## EXERCISE REQUIREMENTS
Give back all of the records, exactly and completely.
───── INPUT DATA ─────
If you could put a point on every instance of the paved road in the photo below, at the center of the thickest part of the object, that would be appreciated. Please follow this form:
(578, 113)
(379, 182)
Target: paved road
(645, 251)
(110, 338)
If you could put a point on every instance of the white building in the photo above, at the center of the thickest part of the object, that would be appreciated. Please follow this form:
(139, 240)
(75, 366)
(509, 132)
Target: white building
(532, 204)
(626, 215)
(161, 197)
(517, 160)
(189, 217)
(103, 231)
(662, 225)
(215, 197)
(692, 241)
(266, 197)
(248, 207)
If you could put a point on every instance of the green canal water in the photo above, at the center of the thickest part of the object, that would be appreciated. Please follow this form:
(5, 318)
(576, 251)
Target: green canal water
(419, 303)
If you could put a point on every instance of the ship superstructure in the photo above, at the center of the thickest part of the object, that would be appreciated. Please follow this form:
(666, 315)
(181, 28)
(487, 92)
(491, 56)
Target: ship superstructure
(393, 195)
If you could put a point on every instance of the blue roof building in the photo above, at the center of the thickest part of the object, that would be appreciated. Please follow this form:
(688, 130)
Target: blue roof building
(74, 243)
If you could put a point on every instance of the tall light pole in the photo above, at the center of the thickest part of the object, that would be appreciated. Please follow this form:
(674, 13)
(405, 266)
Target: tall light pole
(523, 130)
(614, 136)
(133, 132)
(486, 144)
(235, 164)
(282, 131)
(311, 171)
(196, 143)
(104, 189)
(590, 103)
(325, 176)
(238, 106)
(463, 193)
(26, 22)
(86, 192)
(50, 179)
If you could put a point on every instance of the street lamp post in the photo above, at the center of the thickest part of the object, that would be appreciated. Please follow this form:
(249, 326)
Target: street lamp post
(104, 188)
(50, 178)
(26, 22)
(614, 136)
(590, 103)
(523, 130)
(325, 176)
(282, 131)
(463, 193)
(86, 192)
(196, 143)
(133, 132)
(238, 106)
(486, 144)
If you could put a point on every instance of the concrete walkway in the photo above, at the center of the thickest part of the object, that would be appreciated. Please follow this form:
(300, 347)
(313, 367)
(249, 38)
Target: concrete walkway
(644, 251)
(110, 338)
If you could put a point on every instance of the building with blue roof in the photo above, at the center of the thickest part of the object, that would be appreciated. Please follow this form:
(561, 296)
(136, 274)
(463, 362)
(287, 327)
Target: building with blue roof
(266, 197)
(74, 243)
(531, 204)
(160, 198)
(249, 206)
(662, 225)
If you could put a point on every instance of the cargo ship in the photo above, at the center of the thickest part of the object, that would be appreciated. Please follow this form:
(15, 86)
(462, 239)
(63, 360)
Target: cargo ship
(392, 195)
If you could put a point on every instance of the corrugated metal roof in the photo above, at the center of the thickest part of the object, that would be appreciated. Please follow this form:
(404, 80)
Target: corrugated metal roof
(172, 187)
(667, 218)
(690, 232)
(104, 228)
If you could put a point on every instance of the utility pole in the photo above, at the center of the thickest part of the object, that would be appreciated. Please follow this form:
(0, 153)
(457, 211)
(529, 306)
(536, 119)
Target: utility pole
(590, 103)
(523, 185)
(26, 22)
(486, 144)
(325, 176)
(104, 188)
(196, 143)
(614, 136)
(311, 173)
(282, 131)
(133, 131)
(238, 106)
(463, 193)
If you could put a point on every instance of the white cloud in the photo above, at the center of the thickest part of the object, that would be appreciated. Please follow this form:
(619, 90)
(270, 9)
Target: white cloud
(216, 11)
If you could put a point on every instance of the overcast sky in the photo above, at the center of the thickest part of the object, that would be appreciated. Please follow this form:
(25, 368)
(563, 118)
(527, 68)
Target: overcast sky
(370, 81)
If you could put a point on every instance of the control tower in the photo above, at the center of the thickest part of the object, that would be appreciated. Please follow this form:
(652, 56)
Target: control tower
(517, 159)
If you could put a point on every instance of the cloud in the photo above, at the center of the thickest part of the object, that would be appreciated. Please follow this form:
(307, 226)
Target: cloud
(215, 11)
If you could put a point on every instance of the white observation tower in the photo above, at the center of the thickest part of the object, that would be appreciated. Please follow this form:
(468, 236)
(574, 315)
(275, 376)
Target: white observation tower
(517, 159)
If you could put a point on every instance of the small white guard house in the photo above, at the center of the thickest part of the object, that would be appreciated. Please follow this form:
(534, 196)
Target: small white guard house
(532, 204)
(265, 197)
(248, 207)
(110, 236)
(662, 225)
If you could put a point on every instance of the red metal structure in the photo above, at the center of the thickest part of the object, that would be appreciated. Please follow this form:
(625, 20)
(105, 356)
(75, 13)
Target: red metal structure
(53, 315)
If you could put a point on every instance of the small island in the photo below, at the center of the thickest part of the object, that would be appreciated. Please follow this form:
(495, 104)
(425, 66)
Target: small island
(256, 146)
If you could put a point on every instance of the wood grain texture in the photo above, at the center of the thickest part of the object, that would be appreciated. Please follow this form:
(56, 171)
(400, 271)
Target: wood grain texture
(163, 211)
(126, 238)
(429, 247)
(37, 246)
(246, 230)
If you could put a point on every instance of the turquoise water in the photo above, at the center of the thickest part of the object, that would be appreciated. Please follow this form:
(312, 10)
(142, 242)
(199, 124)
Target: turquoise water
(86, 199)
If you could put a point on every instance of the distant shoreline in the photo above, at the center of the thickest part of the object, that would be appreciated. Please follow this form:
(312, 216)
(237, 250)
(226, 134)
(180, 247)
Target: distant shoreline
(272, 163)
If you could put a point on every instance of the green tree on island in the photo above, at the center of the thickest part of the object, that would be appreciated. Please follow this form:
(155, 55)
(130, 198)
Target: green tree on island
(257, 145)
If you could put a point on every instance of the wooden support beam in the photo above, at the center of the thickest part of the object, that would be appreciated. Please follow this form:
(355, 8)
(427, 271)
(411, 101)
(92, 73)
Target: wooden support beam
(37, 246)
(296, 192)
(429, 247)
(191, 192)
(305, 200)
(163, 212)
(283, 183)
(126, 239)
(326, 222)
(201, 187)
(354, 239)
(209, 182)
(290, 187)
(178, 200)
─────
## RESULT FOR THIS EXERCISE
If you could put a point on every instance of the paved road in the photo below, at the center of the thickest part of the object, that would be appreciated. Please follow this form:
(578, 113)
(379, 182)
Target: paved road
(645, 251)
(110, 338)
If you could put a point on every instance of the white building in the photo above, at the center of the thickest part of the object, that would be appreciated. Please follow this form:
(139, 240)
(75, 366)
(509, 132)
Target: white building
(532, 204)
(626, 215)
(161, 197)
(517, 160)
(189, 217)
(103, 231)
(662, 225)
(215, 197)
(692, 241)
(266, 197)
(248, 207)
If you could put a point on every instance of the green canal water in the photo above, at the center of the thickest part of the object, that would be appreciated. Please follow this form:
(5, 318)
(576, 251)
Target: green canal water
(419, 303)
If you could put a point on every instance of the ship superstructure in the photo above, at the center of the thickest part of the object, that would be appreciated. Please follow this form:
(666, 315)
(181, 28)
(487, 92)
(491, 56)
Target: ship superstructure
(393, 195)
If you could put a point on every instance of the blue roof building in the photo above, at the center of the thickest part of the object, that would be appreciated. Please follow this form:
(688, 130)
Target: blue roof building
(74, 243)
If you could put a point on every instance of the tall light pole in the photo above, at the center of the thickest part of the object, that would be appreciated. Please follow this form:
(674, 13)
(405, 266)
Target: tall light pole
(523, 130)
(614, 136)
(133, 132)
(486, 144)
(235, 164)
(282, 131)
(311, 171)
(196, 143)
(104, 189)
(590, 103)
(325, 176)
(238, 106)
(463, 193)
(26, 22)
(86, 192)
(50, 179)
If you could put a point on every instance of the street lamp post in the photo above, at the center of the thickest part of the object, that would be appreciated. Please follow this form:
(249, 326)
Target: street lamp post
(104, 188)
(50, 178)
(26, 22)
(614, 136)
(590, 103)
(523, 130)
(325, 176)
(282, 131)
(463, 193)
(86, 192)
(196, 143)
(133, 132)
(238, 106)
(486, 144)
If you could put a point on every instance of the concrete walkway in the photo above, at the center of the thickest part of the object, that would be appreciated. Please follow this form:
(300, 347)
(313, 367)
(249, 38)
Target: concrete walkway
(644, 251)
(110, 338)
If you could put a point on every instance of the building with blue roof in the photo above, at the center of the thickest part of the object, that would be appreciated. Please follow this form:
(561, 296)
(136, 274)
(463, 362)
(287, 327)
Target: building with blue roof
(266, 197)
(74, 243)
(531, 204)
(160, 198)
(249, 206)
(662, 225)
If you could put a point on every instance of the cargo ship in the photo above, at the center of the thickest part of the object, that would be appreciated. Please follow this form:
(15, 86)
(462, 239)
(63, 360)
Target: cargo ship
(392, 195)
If you could put a point on every instance of the corrugated metal roof in the photo above, at the center of the thickest part of the object, that would be appreciated. Please follow this form:
(404, 80)
Target: corrugated metal roof
(172, 187)
(667, 218)
(690, 232)
(104, 228)
If you could put a point on every instance of the utility pole in the photo above, at the center of the thickest part of the object, that would be appreciated. Please follow this form:
(0, 153)
(457, 211)
(529, 306)
(536, 119)
Target: utility pole
(590, 103)
(523, 185)
(26, 22)
(486, 144)
(325, 176)
(104, 188)
(196, 143)
(614, 136)
(311, 173)
(282, 131)
(133, 131)
(238, 106)
(463, 193)
If you could put a point on every instance of the white cloud in the photo above, at the center of the thickest part of the object, that would be appreciated. Please follow this form:
(619, 90)
(270, 9)
Target: white cloud
(216, 11)
If you could put a point on every instance of the overcast sky in the photo above, at the center of the thickest part of the object, that would be appreciated. Please follow this form:
(25, 368)
(563, 118)
(527, 68)
Target: overcast sky
(370, 81)
If you could put a point on every instance of the control tower in the photo above, at the center of the thickest part of the object, that would be appreciated. Please follow this form:
(652, 56)
Target: control tower
(517, 159)
If you could put a point on every instance of the cloud in the photo above, at the center of the thickest part of the object, that would be appreciated. Please follow this form:
(307, 226)
Target: cloud
(215, 11)
If you could put a point on every instance of the white observation tower in the photo above, at the center of the thickest part of the object, that would be appreciated. Please follow this form:
(468, 236)
(574, 315)
(275, 376)
Target: white observation tower
(517, 159)
If you could put a point on every instance of the small white guard house in the photo above, at the center of the thickest part of the object, that would be appreciated. Please follow this form:
(534, 196)
Target: small white guard house
(532, 204)
(265, 197)
(248, 207)
(110, 236)
(662, 225)
If you could put a point on every instance of the red metal structure in the photo above, at the center of the thickest part of the object, that would be appreciated. Please follow this form:
(625, 20)
(105, 356)
(75, 13)
Target: red metal structure
(53, 315)
If you could put a point on every instance of the small island in the photo below, at the center of the thickest part of the object, that would be appreciated. Please follow this form:
(495, 104)
(425, 66)
Target: small island
(256, 146)
If you could put a point on every instance of the wood grain texture in the photo above, at the center of the thickest part of the object, that would be appreciated. Please follow this form:
(56, 171)
(400, 271)
Target: wood grain texture
(163, 211)
(126, 238)
(429, 247)
(37, 246)
(246, 230)
If you could put a point on every instance of the turquoise water in the photo above, at the center of the thickest part of the object, that would be appreciated. Please follow this form:
(312, 10)
(142, 242)
(199, 124)
Target: turquoise water
(86, 199)
If you could put a point on every instance of the distant shoreline in the photo above, at the center of the thickest part of the object, that would be appreciated. Please follow this form:
(312, 216)
(237, 250)
(226, 134)
(180, 247)
Target: distant shoreline
(272, 163)
If you could put a point on every instance of the green tree on island in the photo above, at the center of the thickest part of the object, that would be appreciated. Please follow this form:
(155, 55)
(130, 198)
Target: green tree on island
(257, 145)
If you could put a point on every instance of the wooden support beam in the photo above, at the center of the thickest part of the object, that would be appreciated. Please follow this form:
(355, 8)
(427, 271)
(411, 101)
(92, 73)
Target: wooden support beam
(37, 246)
(296, 192)
(429, 247)
(191, 192)
(305, 200)
(163, 212)
(283, 183)
(126, 239)
(326, 222)
(201, 187)
(354, 239)
(209, 182)
(290, 187)
(178, 200)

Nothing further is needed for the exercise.